**Exercise requirements**. Word for word, return the lines from the start of the entries below through the line that has "Target: leafy bush in gravel".

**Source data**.
====

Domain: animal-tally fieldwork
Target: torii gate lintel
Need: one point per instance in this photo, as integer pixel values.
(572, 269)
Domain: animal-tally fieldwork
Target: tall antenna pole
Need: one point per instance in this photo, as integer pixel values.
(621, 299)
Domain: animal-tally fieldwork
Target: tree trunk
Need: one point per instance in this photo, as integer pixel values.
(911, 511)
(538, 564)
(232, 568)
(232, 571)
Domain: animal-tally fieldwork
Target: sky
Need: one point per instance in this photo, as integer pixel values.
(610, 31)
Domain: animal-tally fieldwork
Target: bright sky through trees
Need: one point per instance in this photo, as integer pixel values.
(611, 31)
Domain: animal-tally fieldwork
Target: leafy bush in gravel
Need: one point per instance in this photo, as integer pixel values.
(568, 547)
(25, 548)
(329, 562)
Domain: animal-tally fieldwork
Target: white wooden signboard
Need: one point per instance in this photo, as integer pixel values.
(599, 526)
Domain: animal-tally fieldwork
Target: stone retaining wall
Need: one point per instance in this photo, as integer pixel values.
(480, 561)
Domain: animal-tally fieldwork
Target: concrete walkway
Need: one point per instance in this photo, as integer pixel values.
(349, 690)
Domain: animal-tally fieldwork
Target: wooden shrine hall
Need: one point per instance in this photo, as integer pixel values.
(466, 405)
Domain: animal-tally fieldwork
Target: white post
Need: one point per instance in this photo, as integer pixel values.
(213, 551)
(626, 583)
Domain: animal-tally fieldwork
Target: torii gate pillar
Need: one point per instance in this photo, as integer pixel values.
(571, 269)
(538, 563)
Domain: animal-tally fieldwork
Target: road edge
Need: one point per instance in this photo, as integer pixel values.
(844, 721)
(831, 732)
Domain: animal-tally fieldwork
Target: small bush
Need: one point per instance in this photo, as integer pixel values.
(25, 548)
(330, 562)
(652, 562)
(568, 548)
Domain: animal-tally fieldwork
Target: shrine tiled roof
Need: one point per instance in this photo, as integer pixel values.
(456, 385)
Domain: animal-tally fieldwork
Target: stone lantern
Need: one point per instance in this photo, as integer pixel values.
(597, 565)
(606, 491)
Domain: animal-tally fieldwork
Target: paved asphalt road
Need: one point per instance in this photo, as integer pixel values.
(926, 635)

====

**Answer for this exercise**.
Domain: animal-tally fieldwork
Target: torii gate lintel
Need: one point per instance in this photo, as integer pixel values.
(572, 269)
Domain: animal-tally fieldwork
Target: tall antenna pole
Need: one point per instance in this photo, as integer pixel values.
(621, 299)
Domain: animal-tally fieldwork
Target: tree trunk
Need: one point per instance in this photo, as integer pixel values.
(911, 511)
(538, 564)
(232, 568)
(232, 571)
Domain: animal-tally fieldwork
Target: sky
Need: one point per instance in this photo, as integer pixel values.
(610, 31)
Domain: animal-tally fieldwork
Target: bright sky through trees
Need: one point per instance in this photo, as integer pixel values.
(611, 31)
Domain: animal-tally fieldwork
Target: leafy bush in gravel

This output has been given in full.